* [RECORD SET]:
+===+
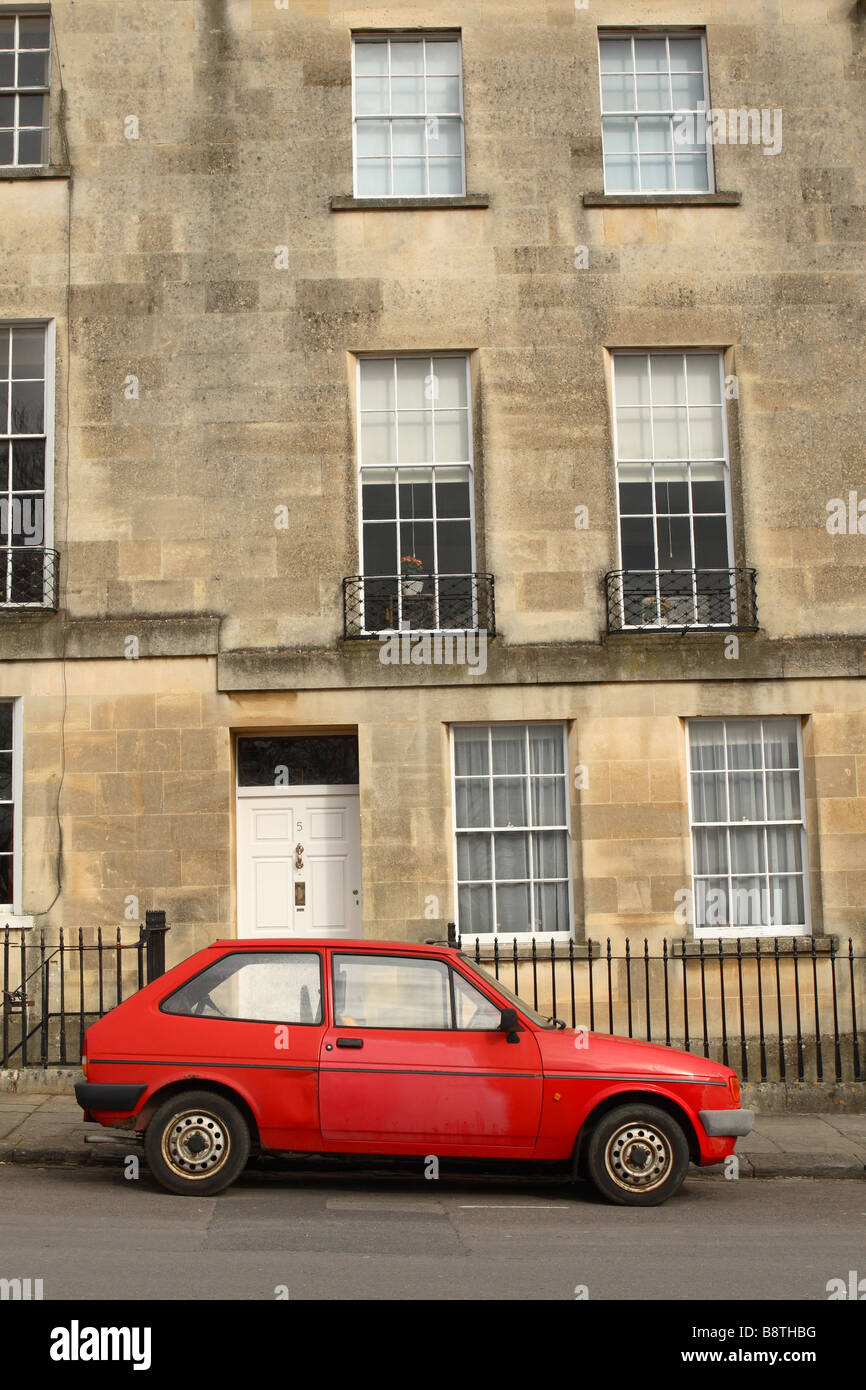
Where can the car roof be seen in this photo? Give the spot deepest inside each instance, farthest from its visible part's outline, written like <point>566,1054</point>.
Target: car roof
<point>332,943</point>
+===+
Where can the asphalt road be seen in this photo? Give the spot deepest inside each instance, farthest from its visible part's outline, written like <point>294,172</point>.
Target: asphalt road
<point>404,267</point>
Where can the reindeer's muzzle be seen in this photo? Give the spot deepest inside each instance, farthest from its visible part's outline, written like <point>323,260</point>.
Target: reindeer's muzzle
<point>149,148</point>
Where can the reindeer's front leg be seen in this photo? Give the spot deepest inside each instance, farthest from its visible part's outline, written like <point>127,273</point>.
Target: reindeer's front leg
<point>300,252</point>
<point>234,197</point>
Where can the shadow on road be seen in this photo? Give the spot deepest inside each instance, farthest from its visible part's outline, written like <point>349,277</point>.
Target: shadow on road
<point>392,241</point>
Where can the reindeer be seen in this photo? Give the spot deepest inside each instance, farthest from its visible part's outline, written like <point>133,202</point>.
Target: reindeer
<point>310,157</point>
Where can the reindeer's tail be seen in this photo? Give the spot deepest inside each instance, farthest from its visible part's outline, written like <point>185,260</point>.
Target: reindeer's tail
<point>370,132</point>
+===+
* [YOUR GOAL]: Output the lines above between the one holding "Target: reindeer's muzzle" and the one holding "Where can the reindeer's front", inclusive, with nothing before or after them.

* [ANSWER BELOW]:
Target: reindeer's muzzle
<point>149,148</point>
Where can the reindeer's front leg be seen in this photo? Give the spot deepest inside each instance, farthest from its visible part's outline, written like <point>127,273</point>.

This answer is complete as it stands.